▶ **Task to complete**: Pick out and copy every line in the entries below that contains the word "dark". Only matches with the same uppercase and lowercase letters count.

▶ **Provided data**:
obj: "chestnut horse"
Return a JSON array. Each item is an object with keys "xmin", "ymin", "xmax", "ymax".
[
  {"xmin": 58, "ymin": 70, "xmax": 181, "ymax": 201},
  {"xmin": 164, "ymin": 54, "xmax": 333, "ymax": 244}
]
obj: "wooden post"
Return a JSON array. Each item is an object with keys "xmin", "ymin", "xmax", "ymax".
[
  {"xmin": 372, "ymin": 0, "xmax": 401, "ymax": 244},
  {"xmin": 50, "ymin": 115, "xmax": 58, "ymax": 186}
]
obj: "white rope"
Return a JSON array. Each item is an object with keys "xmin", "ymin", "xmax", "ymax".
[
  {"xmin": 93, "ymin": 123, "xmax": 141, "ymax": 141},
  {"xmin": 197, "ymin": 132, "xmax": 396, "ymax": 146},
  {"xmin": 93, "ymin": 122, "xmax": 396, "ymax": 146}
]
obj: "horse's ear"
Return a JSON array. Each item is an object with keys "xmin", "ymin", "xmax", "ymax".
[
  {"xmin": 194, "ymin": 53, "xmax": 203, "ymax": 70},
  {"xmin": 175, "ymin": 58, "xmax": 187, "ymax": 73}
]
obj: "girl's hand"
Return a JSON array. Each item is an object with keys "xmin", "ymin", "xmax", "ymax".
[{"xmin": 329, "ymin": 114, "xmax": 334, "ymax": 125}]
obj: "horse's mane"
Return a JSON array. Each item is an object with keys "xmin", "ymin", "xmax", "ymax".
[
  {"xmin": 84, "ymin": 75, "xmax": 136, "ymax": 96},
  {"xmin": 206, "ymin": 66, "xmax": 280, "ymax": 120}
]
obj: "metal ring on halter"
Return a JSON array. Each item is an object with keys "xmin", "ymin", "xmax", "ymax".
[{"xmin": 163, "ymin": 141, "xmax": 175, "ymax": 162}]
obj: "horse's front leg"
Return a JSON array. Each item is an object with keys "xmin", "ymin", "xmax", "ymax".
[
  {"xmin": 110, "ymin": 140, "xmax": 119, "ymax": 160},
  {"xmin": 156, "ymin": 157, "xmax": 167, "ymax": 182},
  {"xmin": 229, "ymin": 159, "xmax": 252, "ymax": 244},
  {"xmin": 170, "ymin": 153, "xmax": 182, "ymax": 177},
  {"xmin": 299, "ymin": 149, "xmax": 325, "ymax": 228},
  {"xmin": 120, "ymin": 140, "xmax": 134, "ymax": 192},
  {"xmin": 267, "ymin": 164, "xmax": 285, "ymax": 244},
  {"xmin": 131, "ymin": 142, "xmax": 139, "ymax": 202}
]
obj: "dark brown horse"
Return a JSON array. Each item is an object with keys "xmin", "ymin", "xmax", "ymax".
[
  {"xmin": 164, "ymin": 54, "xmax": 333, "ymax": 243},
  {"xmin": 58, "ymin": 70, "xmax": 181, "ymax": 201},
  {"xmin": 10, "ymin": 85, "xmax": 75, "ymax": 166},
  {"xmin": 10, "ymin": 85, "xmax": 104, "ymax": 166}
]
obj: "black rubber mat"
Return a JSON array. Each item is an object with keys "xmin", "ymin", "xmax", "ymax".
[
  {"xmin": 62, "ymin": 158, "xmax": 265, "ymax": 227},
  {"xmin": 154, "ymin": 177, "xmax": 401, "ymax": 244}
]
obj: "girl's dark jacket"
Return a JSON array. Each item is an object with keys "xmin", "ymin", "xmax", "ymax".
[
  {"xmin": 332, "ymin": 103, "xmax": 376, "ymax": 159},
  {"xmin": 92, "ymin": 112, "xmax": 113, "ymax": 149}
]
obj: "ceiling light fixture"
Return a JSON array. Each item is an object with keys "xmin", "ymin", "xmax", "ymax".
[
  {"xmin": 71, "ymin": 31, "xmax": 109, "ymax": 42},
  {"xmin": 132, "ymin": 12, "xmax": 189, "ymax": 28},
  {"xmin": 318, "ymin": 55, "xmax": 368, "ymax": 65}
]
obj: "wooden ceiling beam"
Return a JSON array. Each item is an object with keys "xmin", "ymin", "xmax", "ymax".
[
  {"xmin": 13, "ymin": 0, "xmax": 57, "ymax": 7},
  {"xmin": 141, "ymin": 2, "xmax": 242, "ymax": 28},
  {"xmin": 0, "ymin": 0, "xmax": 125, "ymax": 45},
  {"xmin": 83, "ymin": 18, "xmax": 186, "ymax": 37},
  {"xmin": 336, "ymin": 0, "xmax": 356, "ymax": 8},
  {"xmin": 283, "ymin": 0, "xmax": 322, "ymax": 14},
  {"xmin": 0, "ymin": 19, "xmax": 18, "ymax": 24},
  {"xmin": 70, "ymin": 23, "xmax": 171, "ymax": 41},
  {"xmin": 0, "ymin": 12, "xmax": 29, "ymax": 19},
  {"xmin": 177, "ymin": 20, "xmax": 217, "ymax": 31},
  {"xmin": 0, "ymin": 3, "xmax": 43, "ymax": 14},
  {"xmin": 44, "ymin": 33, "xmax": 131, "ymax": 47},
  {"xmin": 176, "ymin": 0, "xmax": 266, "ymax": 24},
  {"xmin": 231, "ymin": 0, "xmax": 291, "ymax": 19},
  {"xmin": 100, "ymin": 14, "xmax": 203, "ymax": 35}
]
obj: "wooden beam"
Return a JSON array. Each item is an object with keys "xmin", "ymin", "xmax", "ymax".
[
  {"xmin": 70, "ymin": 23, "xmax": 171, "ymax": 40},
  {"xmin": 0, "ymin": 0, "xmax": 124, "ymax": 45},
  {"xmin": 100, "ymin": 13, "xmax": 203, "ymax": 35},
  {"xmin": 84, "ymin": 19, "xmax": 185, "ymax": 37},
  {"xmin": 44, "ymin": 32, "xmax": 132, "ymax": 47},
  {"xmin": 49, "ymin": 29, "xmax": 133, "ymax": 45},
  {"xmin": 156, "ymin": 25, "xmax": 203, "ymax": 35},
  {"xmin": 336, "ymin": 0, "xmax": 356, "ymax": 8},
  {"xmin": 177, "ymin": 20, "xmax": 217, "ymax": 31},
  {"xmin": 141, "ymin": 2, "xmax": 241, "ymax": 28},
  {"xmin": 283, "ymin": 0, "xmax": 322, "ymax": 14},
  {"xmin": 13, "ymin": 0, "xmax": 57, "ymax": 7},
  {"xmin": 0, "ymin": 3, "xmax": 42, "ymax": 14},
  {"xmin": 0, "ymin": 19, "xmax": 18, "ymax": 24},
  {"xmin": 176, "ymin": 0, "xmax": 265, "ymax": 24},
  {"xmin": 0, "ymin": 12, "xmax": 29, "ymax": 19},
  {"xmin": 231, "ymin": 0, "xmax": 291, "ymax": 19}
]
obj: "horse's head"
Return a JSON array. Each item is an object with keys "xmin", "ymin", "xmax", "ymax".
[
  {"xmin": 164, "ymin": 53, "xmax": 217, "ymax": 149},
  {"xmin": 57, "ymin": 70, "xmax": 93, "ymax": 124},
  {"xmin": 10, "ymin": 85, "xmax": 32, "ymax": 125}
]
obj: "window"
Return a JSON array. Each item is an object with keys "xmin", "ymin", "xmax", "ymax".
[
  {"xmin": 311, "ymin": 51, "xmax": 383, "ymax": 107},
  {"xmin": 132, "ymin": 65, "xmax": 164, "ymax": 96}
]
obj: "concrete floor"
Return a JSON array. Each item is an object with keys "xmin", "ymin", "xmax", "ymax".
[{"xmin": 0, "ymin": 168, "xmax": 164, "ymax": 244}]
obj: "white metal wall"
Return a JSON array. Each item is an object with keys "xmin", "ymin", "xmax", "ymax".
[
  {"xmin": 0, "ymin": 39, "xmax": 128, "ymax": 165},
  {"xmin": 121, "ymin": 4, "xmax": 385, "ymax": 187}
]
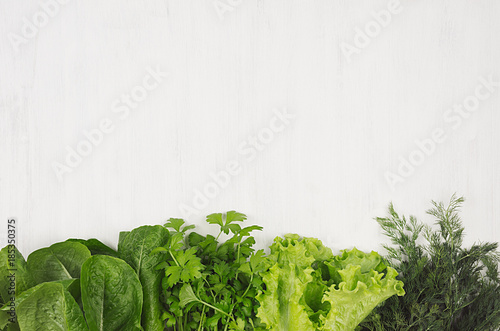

▶ **Problem solution**:
obj: "dark brown horse"
obj: "girl's dark jacket"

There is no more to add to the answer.